§ To do: Return the line containing "the coin-operated binoculars" and every line beneath it through the end of the entries below, unchanged. Pictures stay out.
** Information supplied follows **
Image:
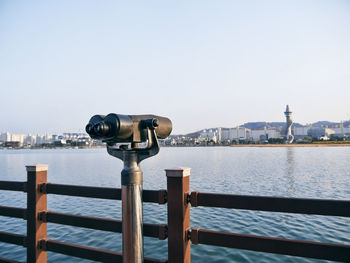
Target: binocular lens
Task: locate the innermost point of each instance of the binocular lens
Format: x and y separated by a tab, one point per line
101	129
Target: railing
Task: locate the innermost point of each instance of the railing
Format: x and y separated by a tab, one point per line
178	229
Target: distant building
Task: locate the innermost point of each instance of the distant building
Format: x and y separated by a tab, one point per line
320	132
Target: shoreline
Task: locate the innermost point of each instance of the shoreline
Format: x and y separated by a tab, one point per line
292	145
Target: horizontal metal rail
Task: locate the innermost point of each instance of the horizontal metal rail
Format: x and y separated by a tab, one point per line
13	212
273	204
153	196
6	260
290	247
13	186
151	230
12	238
86	252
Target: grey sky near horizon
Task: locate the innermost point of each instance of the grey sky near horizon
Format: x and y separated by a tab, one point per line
201	63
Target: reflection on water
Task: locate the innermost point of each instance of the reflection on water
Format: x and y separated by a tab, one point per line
290	164
299	172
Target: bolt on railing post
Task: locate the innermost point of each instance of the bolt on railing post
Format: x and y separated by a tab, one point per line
178	183
36	203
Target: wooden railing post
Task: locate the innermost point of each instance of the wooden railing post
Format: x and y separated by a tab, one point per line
178	183
36	203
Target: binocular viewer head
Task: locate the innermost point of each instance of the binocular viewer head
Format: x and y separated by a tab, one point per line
116	128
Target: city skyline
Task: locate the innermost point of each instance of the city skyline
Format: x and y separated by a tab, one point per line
199	63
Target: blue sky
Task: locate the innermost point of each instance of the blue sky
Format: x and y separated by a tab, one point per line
201	63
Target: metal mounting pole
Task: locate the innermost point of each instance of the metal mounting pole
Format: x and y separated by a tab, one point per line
131	180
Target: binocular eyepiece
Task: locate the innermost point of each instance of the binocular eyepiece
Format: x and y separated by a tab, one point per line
116	128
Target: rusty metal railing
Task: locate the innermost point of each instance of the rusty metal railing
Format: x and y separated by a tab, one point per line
178	230
37	216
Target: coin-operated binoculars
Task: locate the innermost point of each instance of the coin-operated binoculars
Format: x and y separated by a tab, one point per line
130	138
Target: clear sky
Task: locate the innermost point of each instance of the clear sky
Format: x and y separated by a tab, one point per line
201	63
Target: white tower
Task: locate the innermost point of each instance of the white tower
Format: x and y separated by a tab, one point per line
289	123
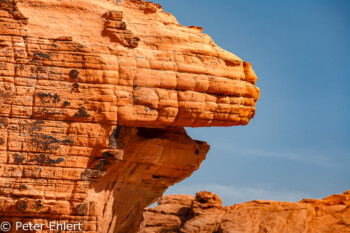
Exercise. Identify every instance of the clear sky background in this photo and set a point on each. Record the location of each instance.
(298, 144)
** End of Information supplied **
§ Answer section:
Task: locate the innermost point of each instance of the coin-operated binoculars
Format: x and y separated by a tab, one point per line
130	138
Target: clear sky
Task: locate the innermost point of each instance of the clear sky
Format: x and y separated by a tab, one point per line
201	63
Target: white tower
Task: locate the innermost point of each instance of the white tower
Format: x and y separated by a tab, one point per line
289	123
Exercise. Identify every instance of the clear sky background in this photo and set a point on each. Record the location of each instance.
(298, 144)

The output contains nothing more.